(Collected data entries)
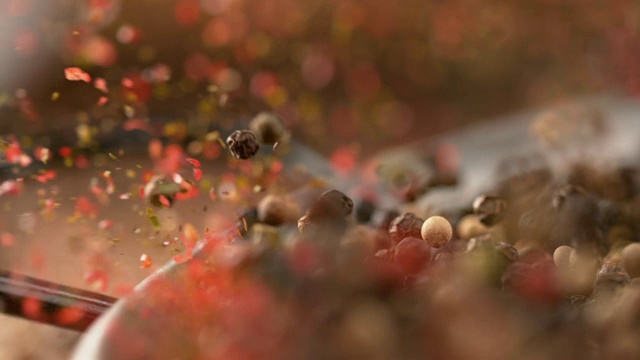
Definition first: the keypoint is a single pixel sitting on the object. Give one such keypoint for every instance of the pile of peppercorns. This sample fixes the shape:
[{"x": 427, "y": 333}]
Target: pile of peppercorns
[{"x": 543, "y": 266}]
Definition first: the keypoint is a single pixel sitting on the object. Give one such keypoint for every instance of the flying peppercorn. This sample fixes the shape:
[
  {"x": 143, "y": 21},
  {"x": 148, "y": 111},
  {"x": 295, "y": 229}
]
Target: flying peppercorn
[
  {"x": 161, "y": 191},
  {"x": 331, "y": 204},
  {"x": 242, "y": 144},
  {"x": 268, "y": 127},
  {"x": 489, "y": 209},
  {"x": 405, "y": 225},
  {"x": 508, "y": 251}
]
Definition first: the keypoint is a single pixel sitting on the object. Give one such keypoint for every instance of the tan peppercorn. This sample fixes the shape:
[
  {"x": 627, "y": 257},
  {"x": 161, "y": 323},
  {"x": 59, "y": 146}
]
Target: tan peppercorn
[
  {"x": 469, "y": 227},
  {"x": 436, "y": 231},
  {"x": 273, "y": 210},
  {"x": 631, "y": 259}
]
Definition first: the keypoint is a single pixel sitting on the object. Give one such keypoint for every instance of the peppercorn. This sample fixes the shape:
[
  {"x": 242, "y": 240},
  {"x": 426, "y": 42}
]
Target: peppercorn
[
  {"x": 611, "y": 276},
  {"x": 242, "y": 144},
  {"x": 436, "y": 231},
  {"x": 469, "y": 226},
  {"x": 364, "y": 211},
  {"x": 273, "y": 210},
  {"x": 412, "y": 254},
  {"x": 489, "y": 209},
  {"x": 268, "y": 127},
  {"x": 382, "y": 218},
  {"x": 160, "y": 187},
  {"x": 332, "y": 203},
  {"x": 405, "y": 225},
  {"x": 509, "y": 252}
]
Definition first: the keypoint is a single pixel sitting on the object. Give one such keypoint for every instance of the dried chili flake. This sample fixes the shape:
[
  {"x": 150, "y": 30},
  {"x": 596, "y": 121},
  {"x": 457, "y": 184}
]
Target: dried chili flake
[
  {"x": 193, "y": 162},
  {"x": 102, "y": 101},
  {"x": 42, "y": 154},
  {"x": 76, "y": 74},
  {"x": 145, "y": 261},
  {"x": 105, "y": 224},
  {"x": 101, "y": 84},
  {"x": 164, "y": 201},
  {"x": 197, "y": 173},
  {"x": 65, "y": 152},
  {"x": 7, "y": 239}
]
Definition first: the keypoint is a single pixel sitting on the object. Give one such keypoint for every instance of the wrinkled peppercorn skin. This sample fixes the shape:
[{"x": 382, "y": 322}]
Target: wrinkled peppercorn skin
[{"x": 243, "y": 144}]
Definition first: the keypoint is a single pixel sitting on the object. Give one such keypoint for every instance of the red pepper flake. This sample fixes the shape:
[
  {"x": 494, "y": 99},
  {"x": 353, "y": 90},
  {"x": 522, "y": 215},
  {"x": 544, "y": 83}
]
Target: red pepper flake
[
  {"x": 145, "y": 261},
  {"x": 197, "y": 173},
  {"x": 12, "y": 153},
  {"x": 190, "y": 236},
  {"x": 102, "y": 101},
  {"x": 7, "y": 239},
  {"x": 45, "y": 176},
  {"x": 105, "y": 224},
  {"x": 43, "y": 154},
  {"x": 164, "y": 201},
  {"x": 24, "y": 160},
  {"x": 193, "y": 162},
  {"x": 155, "y": 149},
  {"x": 65, "y": 152},
  {"x": 101, "y": 84},
  {"x": 128, "y": 83},
  {"x": 76, "y": 74}
]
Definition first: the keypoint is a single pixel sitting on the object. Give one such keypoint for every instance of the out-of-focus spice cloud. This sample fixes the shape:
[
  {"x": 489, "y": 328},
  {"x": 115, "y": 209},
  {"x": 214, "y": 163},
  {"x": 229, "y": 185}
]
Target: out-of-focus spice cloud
[
  {"x": 113, "y": 116},
  {"x": 368, "y": 71}
]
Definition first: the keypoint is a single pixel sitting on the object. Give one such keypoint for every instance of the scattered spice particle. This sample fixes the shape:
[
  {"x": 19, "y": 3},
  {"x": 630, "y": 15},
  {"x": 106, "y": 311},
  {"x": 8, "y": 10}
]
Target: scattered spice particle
[
  {"x": 197, "y": 174},
  {"x": 145, "y": 261},
  {"x": 155, "y": 222},
  {"x": 193, "y": 162},
  {"x": 76, "y": 74}
]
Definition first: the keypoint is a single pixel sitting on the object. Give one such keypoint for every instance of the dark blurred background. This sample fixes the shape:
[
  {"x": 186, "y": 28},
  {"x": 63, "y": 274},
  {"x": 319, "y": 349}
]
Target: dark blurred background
[{"x": 375, "y": 72}]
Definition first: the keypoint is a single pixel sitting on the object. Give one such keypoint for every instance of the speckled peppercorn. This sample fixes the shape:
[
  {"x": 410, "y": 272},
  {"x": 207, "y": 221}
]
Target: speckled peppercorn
[
  {"x": 332, "y": 203},
  {"x": 405, "y": 225},
  {"x": 242, "y": 144},
  {"x": 268, "y": 127},
  {"x": 489, "y": 209},
  {"x": 436, "y": 231}
]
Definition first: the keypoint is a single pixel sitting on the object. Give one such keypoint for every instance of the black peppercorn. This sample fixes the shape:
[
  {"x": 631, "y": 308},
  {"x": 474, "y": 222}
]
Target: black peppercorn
[
  {"x": 489, "y": 209},
  {"x": 364, "y": 211},
  {"x": 611, "y": 276},
  {"x": 161, "y": 191},
  {"x": 332, "y": 204},
  {"x": 268, "y": 127},
  {"x": 405, "y": 225},
  {"x": 508, "y": 251},
  {"x": 242, "y": 144}
]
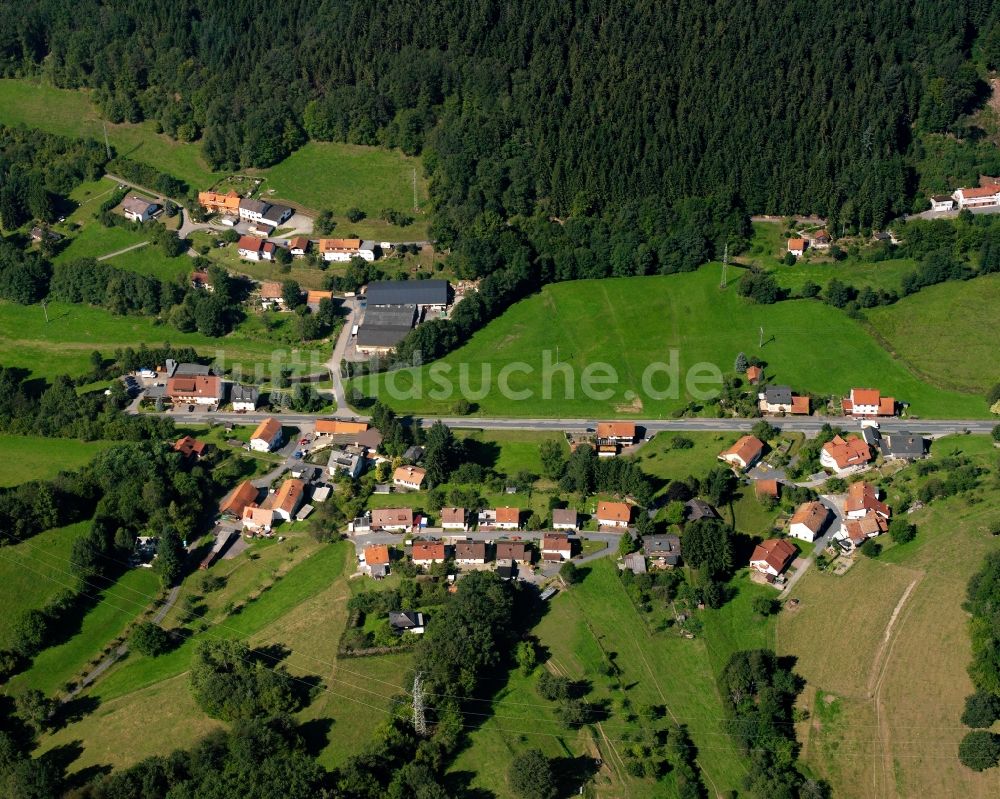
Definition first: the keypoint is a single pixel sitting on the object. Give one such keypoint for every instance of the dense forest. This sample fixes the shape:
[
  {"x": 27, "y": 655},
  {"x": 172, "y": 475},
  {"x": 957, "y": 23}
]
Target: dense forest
[{"x": 544, "y": 106}]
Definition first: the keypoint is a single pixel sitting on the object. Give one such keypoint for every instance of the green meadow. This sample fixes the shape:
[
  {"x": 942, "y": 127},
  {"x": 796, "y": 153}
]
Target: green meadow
[
  {"x": 64, "y": 343},
  {"x": 950, "y": 332},
  {"x": 36, "y": 458},
  {"x": 684, "y": 322}
]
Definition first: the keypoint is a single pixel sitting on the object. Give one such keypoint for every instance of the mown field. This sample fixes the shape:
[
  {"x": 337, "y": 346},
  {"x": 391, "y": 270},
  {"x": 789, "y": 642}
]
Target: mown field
[
  {"x": 949, "y": 332},
  {"x": 629, "y": 324},
  {"x": 884, "y": 650},
  {"x": 292, "y": 594},
  {"x": 28, "y": 582},
  {"x": 340, "y": 176},
  {"x": 582, "y": 627},
  {"x": 319, "y": 175},
  {"x": 37, "y": 458},
  {"x": 64, "y": 343}
]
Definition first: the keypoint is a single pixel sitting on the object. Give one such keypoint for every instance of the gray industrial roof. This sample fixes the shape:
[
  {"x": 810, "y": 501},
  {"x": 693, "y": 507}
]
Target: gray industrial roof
[{"x": 407, "y": 292}]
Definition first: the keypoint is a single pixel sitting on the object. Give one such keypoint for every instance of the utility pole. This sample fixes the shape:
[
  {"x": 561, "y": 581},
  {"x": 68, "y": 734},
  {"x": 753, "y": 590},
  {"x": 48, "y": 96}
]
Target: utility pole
[{"x": 419, "y": 720}]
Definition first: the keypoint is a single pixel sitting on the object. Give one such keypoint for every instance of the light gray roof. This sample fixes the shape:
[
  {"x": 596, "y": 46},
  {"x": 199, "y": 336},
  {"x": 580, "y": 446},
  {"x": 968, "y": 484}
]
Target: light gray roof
[
  {"x": 243, "y": 393},
  {"x": 137, "y": 205},
  {"x": 778, "y": 395},
  {"x": 407, "y": 292},
  {"x": 373, "y": 336},
  {"x": 254, "y": 206}
]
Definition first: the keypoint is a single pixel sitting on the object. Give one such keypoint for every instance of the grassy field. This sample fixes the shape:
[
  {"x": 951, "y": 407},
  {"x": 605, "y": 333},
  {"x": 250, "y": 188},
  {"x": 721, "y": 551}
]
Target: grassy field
[
  {"x": 37, "y": 458},
  {"x": 508, "y": 451},
  {"x": 341, "y": 176},
  {"x": 884, "y": 650},
  {"x": 119, "y": 604},
  {"x": 319, "y": 175},
  {"x": 949, "y": 332},
  {"x": 63, "y": 344},
  {"x": 629, "y": 324},
  {"x": 28, "y": 581},
  {"x": 70, "y": 113},
  {"x": 582, "y": 624}
]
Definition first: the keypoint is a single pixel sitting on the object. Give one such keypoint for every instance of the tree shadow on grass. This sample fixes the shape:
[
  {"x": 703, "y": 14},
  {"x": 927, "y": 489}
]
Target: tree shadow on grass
[{"x": 316, "y": 735}]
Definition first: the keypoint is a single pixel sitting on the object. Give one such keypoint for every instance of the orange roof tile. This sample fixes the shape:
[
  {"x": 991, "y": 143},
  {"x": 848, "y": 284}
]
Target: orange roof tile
[
  {"x": 267, "y": 430},
  {"x": 508, "y": 515},
  {"x": 613, "y": 511},
  {"x": 376, "y": 554},
  {"x": 775, "y": 552}
]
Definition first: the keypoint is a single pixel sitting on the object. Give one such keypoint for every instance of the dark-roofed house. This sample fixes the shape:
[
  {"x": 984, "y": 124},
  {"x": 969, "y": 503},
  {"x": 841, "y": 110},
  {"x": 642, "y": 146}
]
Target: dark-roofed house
[
  {"x": 274, "y": 215},
  {"x": 383, "y": 328},
  {"x": 564, "y": 519},
  {"x": 421, "y": 293},
  {"x": 137, "y": 209},
  {"x": 243, "y": 397},
  {"x": 252, "y": 210},
  {"x": 516, "y": 551},
  {"x": 470, "y": 553},
  {"x": 699, "y": 509},
  {"x": 902, "y": 445},
  {"x": 406, "y": 621},
  {"x": 663, "y": 551},
  {"x": 808, "y": 521},
  {"x": 772, "y": 557}
]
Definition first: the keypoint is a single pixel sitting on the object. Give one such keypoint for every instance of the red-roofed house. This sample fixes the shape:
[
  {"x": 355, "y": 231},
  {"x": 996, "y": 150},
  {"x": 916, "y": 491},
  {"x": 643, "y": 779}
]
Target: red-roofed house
[
  {"x": 744, "y": 453},
  {"x": 613, "y": 514},
  {"x": 797, "y": 246},
  {"x": 772, "y": 557},
  {"x": 556, "y": 546},
  {"x": 424, "y": 553},
  {"x": 508, "y": 518},
  {"x": 978, "y": 197},
  {"x": 862, "y": 499},
  {"x": 844, "y": 455},
  {"x": 808, "y": 521},
  {"x": 244, "y": 494},
  {"x": 195, "y": 389},
  {"x": 252, "y": 248},
  {"x": 867, "y": 403},
  {"x": 267, "y": 436},
  {"x": 392, "y": 519},
  {"x": 190, "y": 447}
]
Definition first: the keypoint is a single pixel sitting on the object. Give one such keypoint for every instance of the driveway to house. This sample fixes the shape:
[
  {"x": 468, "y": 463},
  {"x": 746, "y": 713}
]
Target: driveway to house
[
  {"x": 835, "y": 502},
  {"x": 339, "y": 349},
  {"x": 927, "y": 427}
]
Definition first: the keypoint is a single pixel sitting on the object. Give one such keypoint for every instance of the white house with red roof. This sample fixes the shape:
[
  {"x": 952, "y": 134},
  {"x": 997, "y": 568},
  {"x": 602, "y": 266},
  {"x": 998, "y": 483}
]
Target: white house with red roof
[{"x": 868, "y": 403}]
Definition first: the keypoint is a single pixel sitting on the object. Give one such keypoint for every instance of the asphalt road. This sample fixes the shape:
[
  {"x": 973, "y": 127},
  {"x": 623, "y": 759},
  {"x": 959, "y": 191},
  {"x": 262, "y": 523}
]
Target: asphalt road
[{"x": 810, "y": 425}]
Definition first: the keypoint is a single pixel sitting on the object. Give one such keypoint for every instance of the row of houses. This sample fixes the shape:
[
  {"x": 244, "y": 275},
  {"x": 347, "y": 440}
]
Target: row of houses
[
  {"x": 609, "y": 515},
  {"x": 978, "y": 197},
  {"x": 234, "y": 208}
]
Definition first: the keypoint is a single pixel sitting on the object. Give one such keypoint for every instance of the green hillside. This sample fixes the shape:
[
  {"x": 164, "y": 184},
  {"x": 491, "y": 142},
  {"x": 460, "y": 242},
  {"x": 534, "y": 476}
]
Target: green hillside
[
  {"x": 630, "y": 323},
  {"x": 949, "y": 332}
]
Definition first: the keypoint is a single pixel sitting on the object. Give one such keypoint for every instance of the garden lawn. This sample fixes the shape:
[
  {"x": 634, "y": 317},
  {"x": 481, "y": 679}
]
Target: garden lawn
[
  {"x": 70, "y": 113},
  {"x": 508, "y": 451},
  {"x": 339, "y": 176},
  {"x": 949, "y": 332},
  {"x": 37, "y": 458},
  {"x": 127, "y": 598},
  {"x": 627, "y": 324},
  {"x": 33, "y": 572},
  {"x": 63, "y": 345},
  {"x": 888, "y": 644}
]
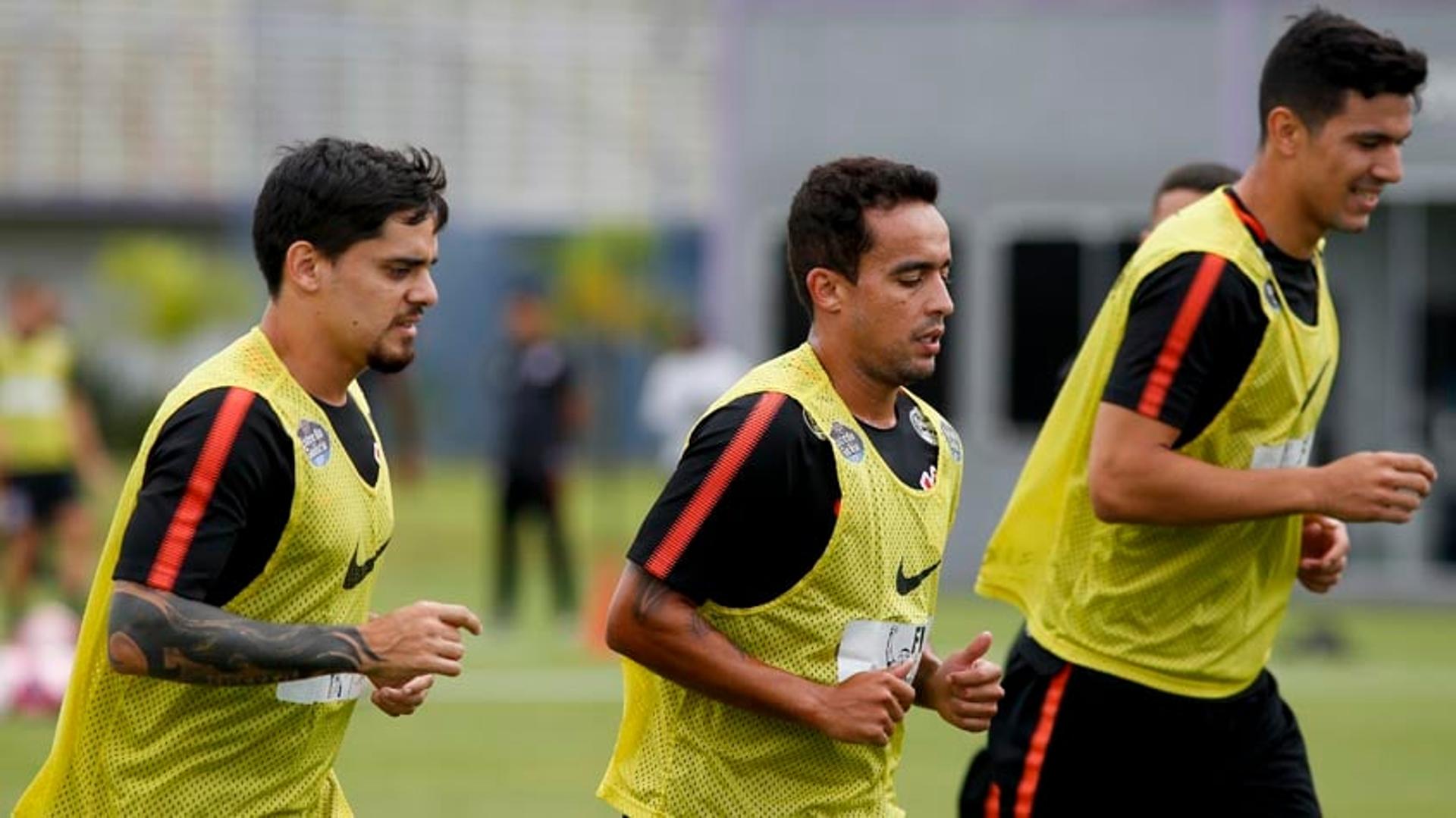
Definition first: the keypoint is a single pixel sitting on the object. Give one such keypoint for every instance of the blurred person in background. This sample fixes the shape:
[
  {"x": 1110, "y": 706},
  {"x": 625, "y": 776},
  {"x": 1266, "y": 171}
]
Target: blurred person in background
[
  {"x": 775, "y": 609},
  {"x": 1184, "y": 185},
  {"x": 228, "y": 635},
  {"x": 1180, "y": 188},
  {"x": 49, "y": 437},
  {"x": 1166, "y": 507},
  {"x": 544, "y": 411},
  {"x": 682, "y": 383}
]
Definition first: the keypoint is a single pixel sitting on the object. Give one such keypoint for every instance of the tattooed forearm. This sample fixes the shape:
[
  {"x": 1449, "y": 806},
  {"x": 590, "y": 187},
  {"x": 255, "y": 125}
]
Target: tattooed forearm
[
  {"x": 651, "y": 596},
  {"x": 166, "y": 636}
]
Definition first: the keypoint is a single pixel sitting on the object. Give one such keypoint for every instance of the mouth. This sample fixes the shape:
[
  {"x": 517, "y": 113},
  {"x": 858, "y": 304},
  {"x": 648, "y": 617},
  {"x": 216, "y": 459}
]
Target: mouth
[
  {"x": 410, "y": 325},
  {"x": 1366, "y": 197},
  {"x": 930, "y": 341}
]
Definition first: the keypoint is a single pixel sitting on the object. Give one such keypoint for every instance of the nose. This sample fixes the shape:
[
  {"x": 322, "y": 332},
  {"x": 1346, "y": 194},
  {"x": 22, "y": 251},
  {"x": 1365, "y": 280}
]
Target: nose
[
  {"x": 941, "y": 302},
  {"x": 424, "y": 291},
  {"x": 1388, "y": 166}
]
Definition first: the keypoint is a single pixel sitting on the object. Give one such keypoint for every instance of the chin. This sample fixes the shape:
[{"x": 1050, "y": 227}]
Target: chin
[
  {"x": 918, "y": 371},
  {"x": 1353, "y": 221},
  {"x": 388, "y": 363}
]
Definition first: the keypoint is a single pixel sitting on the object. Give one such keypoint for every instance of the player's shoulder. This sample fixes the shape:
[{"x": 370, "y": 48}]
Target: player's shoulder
[
  {"x": 1212, "y": 275},
  {"x": 772, "y": 419}
]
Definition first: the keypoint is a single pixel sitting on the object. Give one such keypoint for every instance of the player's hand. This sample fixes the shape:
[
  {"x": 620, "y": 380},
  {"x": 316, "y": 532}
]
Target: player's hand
[
  {"x": 965, "y": 688},
  {"x": 1375, "y": 487},
  {"x": 405, "y": 697},
  {"x": 421, "y": 638},
  {"x": 1324, "y": 549},
  {"x": 867, "y": 707}
]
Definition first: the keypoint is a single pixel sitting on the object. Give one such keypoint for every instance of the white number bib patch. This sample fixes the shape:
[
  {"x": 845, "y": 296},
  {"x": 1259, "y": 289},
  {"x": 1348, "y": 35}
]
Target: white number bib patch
[
  {"x": 1288, "y": 454},
  {"x": 316, "y": 691},
  {"x": 870, "y": 645}
]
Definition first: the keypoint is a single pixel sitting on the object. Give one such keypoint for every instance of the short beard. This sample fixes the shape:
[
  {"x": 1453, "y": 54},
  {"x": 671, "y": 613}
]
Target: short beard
[
  {"x": 386, "y": 364},
  {"x": 899, "y": 376}
]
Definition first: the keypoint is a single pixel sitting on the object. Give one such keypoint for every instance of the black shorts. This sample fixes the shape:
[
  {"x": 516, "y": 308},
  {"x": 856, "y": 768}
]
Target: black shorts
[
  {"x": 1074, "y": 741},
  {"x": 33, "y": 498}
]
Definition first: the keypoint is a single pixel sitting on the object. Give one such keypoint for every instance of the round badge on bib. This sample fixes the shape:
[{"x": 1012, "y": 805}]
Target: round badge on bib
[
  {"x": 952, "y": 440},
  {"x": 922, "y": 428},
  {"x": 315, "y": 440},
  {"x": 848, "y": 441}
]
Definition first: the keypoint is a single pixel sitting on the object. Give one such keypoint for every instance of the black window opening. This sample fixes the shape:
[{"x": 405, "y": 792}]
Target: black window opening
[
  {"x": 943, "y": 389},
  {"x": 1055, "y": 289},
  {"x": 1438, "y": 371}
]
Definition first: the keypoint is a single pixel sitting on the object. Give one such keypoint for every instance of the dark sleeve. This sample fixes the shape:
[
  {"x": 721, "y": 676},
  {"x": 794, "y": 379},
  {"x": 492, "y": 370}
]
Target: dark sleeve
[
  {"x": 1193, "y": 329},
  {"x": 215, "y": 498},
  {"x": 748, "y": 509}
]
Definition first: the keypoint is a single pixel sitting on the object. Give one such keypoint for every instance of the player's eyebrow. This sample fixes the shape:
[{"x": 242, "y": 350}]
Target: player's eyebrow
[
  {"x": 411, "y": 261},
  {"x": 909, "y": 265}
]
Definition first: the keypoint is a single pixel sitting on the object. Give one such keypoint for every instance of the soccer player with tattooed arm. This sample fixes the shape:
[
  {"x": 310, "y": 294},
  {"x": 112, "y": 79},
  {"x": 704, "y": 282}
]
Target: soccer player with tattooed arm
[
  {"x": 777, "y": 604},
  {"x": 228, "y": 634}
]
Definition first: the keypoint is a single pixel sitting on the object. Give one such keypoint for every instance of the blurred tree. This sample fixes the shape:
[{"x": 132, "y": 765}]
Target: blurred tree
[{"x": 171, "y": 289}]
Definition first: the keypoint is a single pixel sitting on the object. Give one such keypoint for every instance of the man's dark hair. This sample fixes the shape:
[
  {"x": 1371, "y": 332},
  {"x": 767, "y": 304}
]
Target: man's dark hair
[
  {"x": 1321, "y": 57},
  {"x": 337, "y": 193},
  {"x": 1203, "y": 177},
  {"x": 827, "y": 218}
]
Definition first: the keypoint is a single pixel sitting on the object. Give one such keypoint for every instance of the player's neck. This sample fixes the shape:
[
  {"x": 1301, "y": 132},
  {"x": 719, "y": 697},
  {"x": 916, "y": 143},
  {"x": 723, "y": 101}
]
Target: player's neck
[
  {"x": 1272, "y": 199},
  {"x": 313, "y": 364},
  {"x": 867, "y": 398}
]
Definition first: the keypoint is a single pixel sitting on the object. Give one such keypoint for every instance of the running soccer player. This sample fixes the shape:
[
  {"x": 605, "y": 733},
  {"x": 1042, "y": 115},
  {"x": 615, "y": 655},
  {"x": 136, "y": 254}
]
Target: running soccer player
[
  {"x": 1166, "y": 507},
  {"x": 47, "y": 438},
  {"x": 777, "y": 604},
  {"x": 1184, "y": 185},
  {"x": 224, "y": 642}
]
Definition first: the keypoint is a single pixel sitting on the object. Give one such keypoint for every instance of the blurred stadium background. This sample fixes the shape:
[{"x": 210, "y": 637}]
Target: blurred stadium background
[{"x": 634, "y": 161}]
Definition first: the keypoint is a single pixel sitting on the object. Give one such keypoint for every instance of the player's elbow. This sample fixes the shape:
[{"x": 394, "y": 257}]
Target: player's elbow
[
  {"x": 126, "y": 655},
  {"x": 1109, "y": 492}
]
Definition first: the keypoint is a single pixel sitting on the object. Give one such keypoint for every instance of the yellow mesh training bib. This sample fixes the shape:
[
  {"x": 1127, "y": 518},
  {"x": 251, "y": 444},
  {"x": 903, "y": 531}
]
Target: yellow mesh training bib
[
  {"x": 685, "y": 754},
  {"x": 36, "y": 383},
  {"x": 1185, "y": 609},
  {"x": 137, "y": 745}
]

● **THE PROBLEM**: Reproduce, word for word, only the lines from the one that contains "the blurred stadium" through the final line.

● **EXERCISE RESULT**:
Definition first: the keypoint is a single pixel sitting on the object. Give one such keypoint for every instance of the blurred stadium background. This sample fixes the shape:
[{"x": 210, "y": 637}]
Target: blurred stadium background
[{"x": 634, "y": 161}]
Definition first: the keypoint is a single pixel sitting on the object. Give one such keypoint for every instance of the player's elbow. This sample fixes the shape:
[{"x": 394, "y": 257}]
Target: player's elbow
[
  {"x": 126, "y": 655},
  {"x": 1109, "y": 492}
]
Definition first: the keypoint is a single pixel sitting on the object. Give one such keypoint for every instance of the yellow mesh training bib. This sample fixes the shape:
[
  {"x": 1127, "y": 518},
  {"x": 251, "y": 444},
  {"x": 903, "y": 531}
]
Target: yellow mesh training bib
[
  {"x": 685, "y": 754},
  {"x": 36, "y": 383},
  {"x": 1185, "y": 609},
  {"x": 137, "y": 745}
]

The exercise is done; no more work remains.